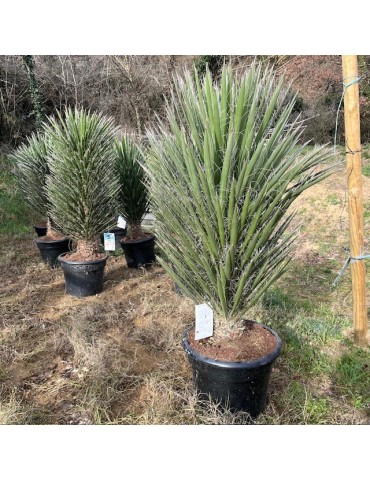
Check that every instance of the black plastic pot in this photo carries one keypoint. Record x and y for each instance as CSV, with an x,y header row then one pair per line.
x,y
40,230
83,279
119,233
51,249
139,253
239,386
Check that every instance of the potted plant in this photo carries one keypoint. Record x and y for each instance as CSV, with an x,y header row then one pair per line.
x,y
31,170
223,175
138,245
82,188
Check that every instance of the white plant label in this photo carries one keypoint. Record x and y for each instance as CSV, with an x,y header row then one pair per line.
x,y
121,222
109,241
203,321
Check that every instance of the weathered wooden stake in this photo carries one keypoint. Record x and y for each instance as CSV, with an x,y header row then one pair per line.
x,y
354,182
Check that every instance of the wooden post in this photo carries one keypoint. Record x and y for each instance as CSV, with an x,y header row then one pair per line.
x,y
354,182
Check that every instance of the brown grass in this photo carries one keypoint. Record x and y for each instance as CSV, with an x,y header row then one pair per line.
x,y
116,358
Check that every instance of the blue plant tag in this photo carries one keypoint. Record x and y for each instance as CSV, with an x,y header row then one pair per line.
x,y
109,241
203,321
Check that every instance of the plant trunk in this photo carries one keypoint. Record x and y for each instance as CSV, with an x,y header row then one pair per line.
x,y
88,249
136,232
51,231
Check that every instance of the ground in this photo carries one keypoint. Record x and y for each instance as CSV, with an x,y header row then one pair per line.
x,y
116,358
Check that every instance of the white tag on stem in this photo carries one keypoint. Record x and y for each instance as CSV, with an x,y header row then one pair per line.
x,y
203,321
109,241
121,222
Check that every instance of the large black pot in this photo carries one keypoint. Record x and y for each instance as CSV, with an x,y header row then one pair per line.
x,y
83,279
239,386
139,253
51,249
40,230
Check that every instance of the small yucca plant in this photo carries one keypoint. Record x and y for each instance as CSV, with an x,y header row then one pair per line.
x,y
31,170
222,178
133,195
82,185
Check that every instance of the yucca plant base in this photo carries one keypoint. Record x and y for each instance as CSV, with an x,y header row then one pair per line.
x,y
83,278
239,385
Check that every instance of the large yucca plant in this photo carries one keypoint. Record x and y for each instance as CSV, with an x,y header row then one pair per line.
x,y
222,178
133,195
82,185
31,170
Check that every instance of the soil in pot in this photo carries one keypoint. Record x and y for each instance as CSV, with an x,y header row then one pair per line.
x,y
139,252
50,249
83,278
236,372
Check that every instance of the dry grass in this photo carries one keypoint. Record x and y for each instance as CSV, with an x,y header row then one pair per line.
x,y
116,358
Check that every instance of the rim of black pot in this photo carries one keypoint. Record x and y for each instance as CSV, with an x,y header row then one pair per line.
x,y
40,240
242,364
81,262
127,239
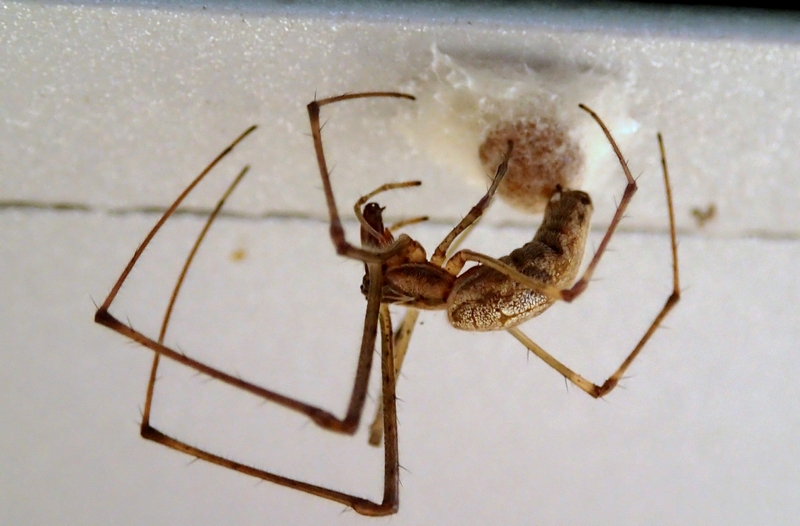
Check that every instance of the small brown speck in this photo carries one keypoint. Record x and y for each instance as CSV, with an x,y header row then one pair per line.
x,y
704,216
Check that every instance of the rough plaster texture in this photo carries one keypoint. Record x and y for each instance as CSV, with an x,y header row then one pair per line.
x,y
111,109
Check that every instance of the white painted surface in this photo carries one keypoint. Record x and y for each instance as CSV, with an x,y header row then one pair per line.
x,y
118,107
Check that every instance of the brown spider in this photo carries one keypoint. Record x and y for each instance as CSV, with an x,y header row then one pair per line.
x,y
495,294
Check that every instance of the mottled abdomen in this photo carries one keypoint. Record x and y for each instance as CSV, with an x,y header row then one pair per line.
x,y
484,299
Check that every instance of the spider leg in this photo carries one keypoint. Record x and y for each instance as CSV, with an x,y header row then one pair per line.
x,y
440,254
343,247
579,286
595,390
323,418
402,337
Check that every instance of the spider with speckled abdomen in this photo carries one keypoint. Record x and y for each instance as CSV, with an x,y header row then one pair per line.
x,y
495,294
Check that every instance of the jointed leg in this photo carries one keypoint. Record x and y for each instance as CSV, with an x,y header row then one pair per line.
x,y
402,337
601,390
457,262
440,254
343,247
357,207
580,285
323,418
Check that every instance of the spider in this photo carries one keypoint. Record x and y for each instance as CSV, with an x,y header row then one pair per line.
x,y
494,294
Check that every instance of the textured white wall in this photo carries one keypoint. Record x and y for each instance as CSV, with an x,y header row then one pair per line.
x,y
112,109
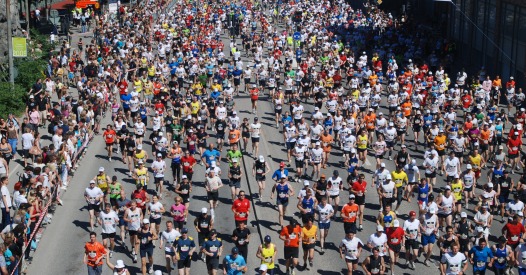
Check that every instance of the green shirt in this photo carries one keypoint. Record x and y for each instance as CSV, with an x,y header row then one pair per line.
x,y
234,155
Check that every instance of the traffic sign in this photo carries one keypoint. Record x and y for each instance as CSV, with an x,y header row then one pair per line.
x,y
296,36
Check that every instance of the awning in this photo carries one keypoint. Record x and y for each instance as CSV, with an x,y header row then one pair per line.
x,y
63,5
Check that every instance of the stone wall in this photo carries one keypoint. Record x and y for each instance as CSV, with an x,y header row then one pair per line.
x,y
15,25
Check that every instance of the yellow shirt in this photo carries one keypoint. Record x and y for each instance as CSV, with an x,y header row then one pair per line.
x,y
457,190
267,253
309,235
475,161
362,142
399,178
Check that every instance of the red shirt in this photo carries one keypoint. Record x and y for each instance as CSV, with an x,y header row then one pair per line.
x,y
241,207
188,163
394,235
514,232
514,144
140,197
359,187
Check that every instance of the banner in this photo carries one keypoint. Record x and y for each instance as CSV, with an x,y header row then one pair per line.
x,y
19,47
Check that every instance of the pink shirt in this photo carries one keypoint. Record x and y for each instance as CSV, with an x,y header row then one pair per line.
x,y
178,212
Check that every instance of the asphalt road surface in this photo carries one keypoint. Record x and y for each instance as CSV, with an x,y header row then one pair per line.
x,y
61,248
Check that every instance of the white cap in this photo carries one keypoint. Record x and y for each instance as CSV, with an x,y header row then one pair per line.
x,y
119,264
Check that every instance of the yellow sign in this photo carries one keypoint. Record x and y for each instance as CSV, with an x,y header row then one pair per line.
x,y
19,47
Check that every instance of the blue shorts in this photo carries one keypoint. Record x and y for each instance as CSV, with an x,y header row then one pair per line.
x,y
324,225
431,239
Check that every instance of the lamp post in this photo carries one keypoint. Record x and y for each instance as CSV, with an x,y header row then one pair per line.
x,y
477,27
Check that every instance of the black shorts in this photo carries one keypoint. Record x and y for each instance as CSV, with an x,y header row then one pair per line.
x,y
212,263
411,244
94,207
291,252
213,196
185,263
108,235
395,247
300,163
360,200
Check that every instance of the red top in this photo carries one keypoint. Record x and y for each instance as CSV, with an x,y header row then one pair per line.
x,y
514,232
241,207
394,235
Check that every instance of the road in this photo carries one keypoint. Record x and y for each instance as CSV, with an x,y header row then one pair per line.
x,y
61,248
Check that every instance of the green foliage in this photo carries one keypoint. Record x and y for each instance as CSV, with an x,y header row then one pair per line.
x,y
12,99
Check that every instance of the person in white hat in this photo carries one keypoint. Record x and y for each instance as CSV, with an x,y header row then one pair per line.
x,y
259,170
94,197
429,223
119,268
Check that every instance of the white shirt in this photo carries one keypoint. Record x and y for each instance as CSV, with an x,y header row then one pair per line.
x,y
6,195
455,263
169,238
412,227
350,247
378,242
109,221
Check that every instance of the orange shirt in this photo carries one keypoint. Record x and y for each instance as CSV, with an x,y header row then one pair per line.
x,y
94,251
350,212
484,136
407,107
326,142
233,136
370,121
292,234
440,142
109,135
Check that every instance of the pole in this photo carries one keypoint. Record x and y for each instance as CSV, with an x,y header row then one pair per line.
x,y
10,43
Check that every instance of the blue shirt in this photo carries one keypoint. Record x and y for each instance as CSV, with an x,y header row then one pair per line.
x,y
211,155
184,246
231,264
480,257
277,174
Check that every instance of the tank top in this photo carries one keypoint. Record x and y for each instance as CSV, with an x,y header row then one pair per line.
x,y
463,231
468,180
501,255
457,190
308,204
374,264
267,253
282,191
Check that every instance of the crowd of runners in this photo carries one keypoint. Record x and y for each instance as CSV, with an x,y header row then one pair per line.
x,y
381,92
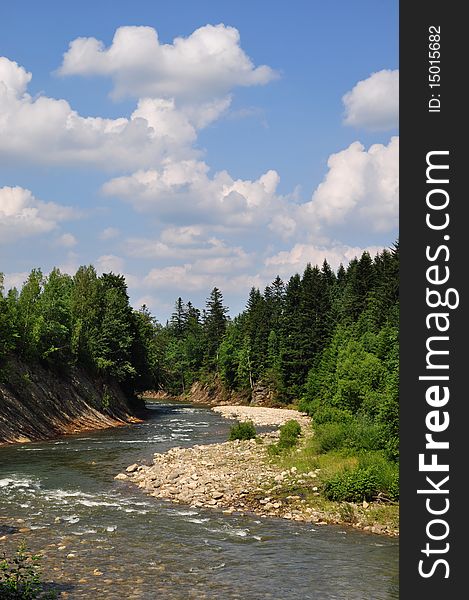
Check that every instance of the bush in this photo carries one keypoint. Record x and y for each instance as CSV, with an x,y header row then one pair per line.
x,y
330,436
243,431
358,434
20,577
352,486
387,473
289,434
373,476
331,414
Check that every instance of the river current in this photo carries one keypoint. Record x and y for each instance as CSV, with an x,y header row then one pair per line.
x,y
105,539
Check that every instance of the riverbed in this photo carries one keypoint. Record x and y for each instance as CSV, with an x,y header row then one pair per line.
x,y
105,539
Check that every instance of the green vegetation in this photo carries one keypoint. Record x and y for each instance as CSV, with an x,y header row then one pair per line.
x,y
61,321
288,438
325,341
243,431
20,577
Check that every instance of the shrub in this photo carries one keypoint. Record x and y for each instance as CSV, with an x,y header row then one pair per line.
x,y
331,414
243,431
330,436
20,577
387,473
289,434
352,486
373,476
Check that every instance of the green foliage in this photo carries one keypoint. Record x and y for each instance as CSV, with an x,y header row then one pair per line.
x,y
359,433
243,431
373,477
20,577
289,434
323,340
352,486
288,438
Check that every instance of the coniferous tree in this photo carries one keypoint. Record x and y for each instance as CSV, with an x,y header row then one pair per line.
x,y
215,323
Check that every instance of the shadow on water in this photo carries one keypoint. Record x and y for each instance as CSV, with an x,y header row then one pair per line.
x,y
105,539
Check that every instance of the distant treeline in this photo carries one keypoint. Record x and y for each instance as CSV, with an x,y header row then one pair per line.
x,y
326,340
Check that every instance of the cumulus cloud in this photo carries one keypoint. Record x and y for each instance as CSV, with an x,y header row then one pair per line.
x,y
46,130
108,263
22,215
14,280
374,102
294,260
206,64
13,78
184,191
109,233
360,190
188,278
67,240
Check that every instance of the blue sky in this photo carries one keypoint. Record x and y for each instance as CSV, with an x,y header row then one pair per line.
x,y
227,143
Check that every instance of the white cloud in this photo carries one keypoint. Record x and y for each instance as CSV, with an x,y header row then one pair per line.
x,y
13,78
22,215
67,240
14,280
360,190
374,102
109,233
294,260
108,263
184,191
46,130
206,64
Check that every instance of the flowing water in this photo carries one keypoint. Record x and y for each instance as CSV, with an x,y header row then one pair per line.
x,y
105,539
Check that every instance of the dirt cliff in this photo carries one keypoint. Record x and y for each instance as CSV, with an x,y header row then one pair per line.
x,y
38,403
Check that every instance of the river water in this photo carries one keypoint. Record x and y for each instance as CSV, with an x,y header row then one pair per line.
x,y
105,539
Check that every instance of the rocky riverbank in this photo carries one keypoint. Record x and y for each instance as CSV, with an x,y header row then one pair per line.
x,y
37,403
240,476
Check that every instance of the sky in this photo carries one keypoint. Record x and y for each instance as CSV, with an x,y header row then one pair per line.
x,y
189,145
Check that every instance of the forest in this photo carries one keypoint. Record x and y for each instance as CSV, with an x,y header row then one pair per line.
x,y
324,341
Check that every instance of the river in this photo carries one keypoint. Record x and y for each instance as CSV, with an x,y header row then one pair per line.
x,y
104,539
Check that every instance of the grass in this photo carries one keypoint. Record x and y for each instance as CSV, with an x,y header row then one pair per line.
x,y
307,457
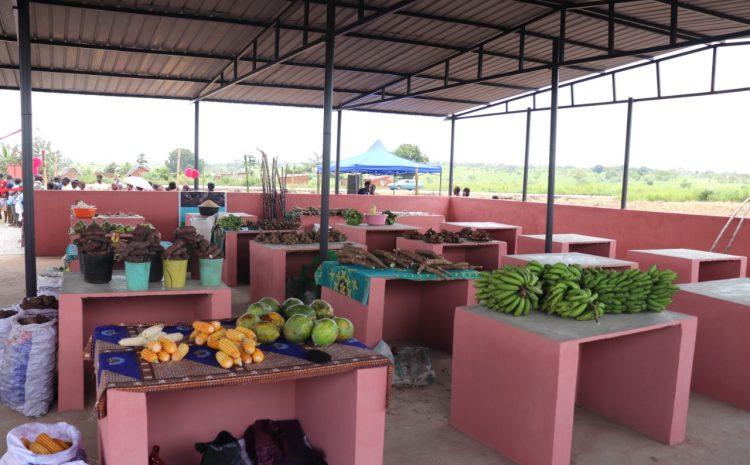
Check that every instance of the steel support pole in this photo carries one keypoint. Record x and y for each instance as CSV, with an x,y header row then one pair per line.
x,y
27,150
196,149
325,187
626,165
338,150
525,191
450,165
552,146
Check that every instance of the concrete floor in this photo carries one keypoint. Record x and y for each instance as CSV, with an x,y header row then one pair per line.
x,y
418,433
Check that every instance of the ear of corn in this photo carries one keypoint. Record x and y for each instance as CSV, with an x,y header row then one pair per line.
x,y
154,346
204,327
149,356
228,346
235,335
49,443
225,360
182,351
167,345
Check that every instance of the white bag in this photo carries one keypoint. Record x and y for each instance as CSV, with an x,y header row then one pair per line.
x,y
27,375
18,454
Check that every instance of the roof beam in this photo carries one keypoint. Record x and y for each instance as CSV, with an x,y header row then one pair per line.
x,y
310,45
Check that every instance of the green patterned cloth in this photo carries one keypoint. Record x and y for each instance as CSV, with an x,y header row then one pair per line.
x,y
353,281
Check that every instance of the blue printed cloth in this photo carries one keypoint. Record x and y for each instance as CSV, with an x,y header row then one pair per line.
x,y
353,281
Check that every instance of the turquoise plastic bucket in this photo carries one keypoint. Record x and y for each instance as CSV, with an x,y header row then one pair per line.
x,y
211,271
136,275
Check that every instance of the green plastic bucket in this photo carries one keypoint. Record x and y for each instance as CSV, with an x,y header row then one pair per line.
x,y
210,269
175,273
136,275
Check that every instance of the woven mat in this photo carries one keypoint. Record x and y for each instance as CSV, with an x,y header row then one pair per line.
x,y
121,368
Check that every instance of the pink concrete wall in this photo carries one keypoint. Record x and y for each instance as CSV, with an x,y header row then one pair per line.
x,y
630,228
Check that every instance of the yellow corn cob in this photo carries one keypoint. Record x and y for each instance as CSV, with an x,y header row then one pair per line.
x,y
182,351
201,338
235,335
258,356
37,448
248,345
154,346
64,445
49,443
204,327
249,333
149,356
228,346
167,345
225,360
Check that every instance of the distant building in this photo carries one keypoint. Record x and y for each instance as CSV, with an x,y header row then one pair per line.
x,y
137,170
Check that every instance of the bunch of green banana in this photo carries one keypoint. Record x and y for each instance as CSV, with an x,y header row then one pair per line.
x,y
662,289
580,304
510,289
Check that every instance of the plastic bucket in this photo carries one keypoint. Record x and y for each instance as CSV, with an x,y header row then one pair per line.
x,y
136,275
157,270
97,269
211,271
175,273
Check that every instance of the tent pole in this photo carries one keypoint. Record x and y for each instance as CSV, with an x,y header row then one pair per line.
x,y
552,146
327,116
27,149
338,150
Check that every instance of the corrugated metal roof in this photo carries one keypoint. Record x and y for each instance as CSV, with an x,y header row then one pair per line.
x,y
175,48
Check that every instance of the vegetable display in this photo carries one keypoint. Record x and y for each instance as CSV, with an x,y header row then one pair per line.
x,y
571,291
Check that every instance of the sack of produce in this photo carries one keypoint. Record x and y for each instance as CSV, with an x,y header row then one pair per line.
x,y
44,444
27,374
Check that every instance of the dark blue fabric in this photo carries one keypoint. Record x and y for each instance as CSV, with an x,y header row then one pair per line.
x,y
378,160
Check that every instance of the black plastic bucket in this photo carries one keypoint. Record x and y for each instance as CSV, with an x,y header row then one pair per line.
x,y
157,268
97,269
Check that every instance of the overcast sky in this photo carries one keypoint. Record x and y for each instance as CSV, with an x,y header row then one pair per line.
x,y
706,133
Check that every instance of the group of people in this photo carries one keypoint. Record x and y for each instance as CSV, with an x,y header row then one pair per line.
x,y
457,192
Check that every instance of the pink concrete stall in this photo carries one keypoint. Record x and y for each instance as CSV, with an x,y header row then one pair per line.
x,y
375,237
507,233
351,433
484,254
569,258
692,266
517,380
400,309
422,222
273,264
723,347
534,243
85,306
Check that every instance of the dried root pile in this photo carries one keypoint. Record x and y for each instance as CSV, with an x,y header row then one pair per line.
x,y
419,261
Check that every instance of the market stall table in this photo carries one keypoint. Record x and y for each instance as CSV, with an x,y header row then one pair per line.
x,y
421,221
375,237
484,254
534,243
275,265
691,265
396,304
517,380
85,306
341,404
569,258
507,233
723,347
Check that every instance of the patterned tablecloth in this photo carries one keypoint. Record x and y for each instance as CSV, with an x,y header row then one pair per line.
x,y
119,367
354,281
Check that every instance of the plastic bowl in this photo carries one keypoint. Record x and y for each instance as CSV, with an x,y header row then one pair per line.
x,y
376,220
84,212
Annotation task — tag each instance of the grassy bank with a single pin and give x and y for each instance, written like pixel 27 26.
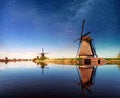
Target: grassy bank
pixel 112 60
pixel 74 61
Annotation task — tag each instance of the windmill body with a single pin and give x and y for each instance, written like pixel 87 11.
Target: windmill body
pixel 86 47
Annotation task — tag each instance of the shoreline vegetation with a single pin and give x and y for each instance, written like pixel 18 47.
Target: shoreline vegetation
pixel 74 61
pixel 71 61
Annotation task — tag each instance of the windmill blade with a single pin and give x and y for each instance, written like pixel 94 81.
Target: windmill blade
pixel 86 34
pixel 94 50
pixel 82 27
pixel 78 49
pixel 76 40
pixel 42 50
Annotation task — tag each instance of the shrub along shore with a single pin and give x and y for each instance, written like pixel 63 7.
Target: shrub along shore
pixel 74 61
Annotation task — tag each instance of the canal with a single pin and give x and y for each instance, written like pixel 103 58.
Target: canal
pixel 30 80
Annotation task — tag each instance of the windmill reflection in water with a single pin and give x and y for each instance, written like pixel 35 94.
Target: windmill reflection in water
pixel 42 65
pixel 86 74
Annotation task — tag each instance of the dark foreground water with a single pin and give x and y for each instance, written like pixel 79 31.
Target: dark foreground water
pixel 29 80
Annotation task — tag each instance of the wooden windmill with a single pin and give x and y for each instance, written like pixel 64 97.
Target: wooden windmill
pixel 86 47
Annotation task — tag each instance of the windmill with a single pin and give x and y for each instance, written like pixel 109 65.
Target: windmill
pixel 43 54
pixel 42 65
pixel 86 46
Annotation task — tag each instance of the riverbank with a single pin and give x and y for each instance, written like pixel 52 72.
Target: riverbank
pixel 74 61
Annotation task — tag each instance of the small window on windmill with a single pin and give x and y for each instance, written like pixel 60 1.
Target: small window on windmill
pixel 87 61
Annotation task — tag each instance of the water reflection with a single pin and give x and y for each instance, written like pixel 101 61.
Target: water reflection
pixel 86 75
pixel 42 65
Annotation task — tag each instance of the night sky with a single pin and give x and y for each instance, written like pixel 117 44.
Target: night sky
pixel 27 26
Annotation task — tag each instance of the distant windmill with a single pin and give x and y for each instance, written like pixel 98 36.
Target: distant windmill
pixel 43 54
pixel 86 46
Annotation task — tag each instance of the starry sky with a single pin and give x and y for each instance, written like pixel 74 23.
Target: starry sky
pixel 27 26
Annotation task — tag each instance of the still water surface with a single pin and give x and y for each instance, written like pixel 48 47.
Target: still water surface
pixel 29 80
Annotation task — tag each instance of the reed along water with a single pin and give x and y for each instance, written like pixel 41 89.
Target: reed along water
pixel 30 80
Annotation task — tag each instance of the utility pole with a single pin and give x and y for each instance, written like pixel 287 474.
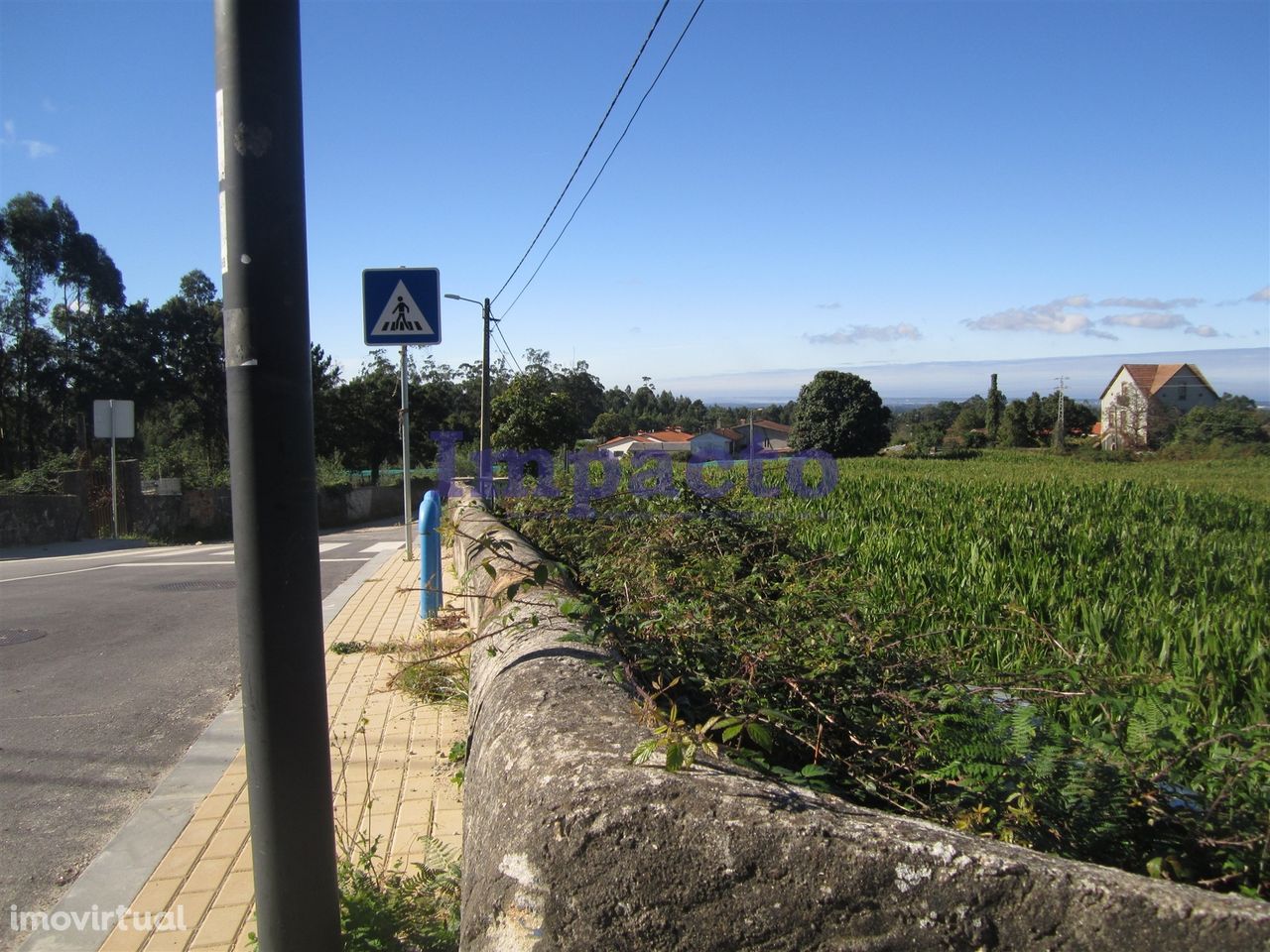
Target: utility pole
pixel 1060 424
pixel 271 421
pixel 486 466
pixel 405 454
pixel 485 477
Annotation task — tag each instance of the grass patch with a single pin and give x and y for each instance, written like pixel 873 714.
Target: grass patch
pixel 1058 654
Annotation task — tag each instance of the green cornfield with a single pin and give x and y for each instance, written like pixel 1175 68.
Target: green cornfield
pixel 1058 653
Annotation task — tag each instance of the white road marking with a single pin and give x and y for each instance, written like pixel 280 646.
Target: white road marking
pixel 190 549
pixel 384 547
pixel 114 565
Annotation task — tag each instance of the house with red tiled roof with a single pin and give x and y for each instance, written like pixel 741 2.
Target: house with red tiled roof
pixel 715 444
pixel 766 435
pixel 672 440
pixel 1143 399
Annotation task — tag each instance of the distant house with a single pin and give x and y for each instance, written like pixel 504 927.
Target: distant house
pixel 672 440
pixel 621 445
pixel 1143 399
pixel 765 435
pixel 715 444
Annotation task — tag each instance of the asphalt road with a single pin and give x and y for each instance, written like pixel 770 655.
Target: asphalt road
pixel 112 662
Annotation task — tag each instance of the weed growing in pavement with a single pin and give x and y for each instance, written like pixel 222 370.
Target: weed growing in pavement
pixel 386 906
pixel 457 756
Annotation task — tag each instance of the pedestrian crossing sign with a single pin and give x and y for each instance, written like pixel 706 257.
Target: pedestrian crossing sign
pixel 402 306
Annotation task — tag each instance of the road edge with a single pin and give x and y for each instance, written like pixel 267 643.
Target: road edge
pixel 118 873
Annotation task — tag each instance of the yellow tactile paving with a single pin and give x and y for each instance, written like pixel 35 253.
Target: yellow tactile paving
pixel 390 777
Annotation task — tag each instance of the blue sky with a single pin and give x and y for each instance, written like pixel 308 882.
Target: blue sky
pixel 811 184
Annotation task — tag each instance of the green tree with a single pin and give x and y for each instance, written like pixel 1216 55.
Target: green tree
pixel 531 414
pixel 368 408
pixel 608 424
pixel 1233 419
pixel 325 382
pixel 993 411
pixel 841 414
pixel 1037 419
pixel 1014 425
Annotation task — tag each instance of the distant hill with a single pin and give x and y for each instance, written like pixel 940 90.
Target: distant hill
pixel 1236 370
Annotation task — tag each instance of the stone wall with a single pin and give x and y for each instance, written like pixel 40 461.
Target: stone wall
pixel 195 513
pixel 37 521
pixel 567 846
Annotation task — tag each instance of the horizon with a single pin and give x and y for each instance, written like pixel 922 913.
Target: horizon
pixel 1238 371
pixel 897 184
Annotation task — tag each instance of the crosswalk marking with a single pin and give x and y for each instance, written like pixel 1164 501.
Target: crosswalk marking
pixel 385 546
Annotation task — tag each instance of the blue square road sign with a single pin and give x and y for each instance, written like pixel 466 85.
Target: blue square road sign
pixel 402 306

### Exercise goal
Starting with the line that holds "Target: crosswalk marking", copy every line through the end of the data above. Reproduce them exactly, with no other material.

### Result
Target: crosswalk marking
pixel 385 546
Annotation task — tag each instance of the blue square road sign with a single pin and give x and y for each instance, written like pixel 466 85.
Target: blue square road sign
pixel 402 306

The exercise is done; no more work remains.